Task => Rewrite every line from the one containing "Locate the spectator" down to the end of the items, moving each answer's point coordinates up by 101 and leaving all other text unchanged.

━━━━━━━━━━━━━━━━

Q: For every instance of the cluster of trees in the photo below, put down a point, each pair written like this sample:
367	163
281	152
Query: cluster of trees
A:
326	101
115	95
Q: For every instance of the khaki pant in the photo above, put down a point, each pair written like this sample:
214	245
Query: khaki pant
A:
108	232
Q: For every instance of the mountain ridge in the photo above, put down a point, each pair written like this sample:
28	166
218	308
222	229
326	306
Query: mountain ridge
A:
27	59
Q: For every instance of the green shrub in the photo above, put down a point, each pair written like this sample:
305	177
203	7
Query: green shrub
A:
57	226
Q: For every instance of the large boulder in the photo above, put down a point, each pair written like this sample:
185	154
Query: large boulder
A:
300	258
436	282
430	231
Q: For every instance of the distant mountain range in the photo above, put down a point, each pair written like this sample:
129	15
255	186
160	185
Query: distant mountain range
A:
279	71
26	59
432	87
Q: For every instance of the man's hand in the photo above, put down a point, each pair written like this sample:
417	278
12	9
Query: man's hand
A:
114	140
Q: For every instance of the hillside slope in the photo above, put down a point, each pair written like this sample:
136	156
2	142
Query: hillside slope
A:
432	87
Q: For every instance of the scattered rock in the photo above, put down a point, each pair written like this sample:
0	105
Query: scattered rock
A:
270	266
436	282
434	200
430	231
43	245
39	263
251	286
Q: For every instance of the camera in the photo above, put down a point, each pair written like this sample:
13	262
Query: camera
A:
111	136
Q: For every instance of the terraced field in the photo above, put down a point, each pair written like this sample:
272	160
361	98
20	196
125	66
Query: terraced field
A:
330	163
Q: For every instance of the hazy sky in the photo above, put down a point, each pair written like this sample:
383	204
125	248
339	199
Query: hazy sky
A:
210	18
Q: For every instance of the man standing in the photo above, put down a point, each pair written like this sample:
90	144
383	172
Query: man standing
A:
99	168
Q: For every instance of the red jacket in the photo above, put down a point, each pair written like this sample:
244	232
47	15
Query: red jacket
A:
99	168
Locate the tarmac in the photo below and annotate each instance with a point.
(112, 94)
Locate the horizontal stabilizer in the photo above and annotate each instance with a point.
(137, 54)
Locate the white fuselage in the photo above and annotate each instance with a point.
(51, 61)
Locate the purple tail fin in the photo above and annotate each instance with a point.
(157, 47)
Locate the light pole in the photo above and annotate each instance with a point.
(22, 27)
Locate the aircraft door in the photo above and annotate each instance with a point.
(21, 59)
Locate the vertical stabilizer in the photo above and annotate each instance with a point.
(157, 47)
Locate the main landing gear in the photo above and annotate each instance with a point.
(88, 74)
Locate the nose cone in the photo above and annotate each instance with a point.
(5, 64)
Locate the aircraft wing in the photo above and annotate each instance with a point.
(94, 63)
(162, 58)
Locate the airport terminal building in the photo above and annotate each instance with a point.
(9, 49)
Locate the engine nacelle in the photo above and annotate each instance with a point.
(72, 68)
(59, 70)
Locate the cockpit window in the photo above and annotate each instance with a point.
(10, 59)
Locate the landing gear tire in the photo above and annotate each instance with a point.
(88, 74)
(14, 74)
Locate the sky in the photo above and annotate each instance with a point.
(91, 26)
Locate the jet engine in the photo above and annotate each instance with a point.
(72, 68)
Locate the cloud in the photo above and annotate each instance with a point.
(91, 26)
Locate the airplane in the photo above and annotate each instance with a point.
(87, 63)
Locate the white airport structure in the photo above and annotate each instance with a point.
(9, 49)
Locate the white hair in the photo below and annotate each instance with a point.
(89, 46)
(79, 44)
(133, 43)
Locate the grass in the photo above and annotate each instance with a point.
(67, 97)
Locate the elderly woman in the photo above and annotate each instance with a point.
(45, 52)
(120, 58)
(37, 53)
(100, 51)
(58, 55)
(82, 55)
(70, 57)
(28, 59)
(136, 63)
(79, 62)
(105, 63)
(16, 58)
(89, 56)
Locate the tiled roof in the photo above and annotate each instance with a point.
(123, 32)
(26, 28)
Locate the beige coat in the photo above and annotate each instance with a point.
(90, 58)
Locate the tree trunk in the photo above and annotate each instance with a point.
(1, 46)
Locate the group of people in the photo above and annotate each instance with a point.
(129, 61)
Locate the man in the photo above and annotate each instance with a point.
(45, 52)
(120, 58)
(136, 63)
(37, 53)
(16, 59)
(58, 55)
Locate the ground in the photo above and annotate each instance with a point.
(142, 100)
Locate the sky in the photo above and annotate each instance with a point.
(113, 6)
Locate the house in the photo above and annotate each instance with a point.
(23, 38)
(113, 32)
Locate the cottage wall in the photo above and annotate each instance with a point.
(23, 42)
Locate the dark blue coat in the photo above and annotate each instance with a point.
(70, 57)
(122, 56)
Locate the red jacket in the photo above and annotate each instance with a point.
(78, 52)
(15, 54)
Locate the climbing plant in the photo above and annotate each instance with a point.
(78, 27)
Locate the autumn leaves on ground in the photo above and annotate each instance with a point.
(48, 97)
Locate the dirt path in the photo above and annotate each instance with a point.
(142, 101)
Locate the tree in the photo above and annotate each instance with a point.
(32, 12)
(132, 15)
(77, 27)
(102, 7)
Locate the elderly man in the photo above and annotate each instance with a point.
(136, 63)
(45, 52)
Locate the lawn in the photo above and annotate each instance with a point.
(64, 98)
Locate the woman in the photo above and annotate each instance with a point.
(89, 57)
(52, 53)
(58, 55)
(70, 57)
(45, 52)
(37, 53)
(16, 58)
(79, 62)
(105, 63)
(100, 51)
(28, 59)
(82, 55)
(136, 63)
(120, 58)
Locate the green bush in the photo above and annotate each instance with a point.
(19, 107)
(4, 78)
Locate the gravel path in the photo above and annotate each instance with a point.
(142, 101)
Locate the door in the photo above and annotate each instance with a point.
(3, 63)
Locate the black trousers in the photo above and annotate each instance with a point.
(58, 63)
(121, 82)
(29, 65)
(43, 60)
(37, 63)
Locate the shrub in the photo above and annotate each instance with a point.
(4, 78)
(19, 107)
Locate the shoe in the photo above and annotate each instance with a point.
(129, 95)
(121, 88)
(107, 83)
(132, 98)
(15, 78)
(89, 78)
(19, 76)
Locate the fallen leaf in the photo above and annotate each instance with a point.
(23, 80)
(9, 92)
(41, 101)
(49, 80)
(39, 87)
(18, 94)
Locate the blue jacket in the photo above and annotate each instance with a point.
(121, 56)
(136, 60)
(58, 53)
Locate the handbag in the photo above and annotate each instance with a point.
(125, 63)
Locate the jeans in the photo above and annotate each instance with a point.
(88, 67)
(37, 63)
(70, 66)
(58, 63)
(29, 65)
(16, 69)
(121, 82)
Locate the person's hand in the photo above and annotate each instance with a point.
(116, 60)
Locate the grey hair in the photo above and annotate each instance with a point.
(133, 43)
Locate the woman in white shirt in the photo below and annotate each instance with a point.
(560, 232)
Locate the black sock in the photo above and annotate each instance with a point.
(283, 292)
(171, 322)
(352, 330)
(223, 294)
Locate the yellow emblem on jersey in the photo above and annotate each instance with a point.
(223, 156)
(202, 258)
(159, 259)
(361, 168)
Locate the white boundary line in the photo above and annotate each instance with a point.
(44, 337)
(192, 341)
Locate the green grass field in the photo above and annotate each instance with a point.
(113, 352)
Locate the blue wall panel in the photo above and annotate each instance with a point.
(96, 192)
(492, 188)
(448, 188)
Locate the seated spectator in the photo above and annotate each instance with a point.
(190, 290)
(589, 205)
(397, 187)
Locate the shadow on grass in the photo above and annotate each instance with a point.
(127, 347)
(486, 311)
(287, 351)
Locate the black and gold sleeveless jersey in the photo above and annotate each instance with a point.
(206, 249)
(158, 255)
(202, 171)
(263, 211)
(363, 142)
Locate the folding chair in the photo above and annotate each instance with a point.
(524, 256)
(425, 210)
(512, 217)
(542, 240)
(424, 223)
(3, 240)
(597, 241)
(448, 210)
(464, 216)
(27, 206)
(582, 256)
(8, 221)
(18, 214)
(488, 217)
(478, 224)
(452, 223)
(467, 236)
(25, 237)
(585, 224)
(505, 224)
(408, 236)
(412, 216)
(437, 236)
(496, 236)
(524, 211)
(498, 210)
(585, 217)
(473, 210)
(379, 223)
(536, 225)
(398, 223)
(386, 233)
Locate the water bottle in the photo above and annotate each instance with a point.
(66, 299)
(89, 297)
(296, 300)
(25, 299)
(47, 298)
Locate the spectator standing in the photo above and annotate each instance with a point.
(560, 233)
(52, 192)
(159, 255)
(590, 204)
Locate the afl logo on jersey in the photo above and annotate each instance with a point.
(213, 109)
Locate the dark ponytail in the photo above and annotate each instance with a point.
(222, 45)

━━━━━━━━━━━━━━━━

Result of this exercise =>
Locate the spectator standing in the photo above and annotate each instance with a point.
(661, 334)
(153, 293)
(260, 356)
(691, 305)
Locate the afl logo on jersey in the photo above and annotate each instance with a point.
(314, 210)
Locate the dark ponytail in the photo above and annotate each instance with a point.
(323, 146)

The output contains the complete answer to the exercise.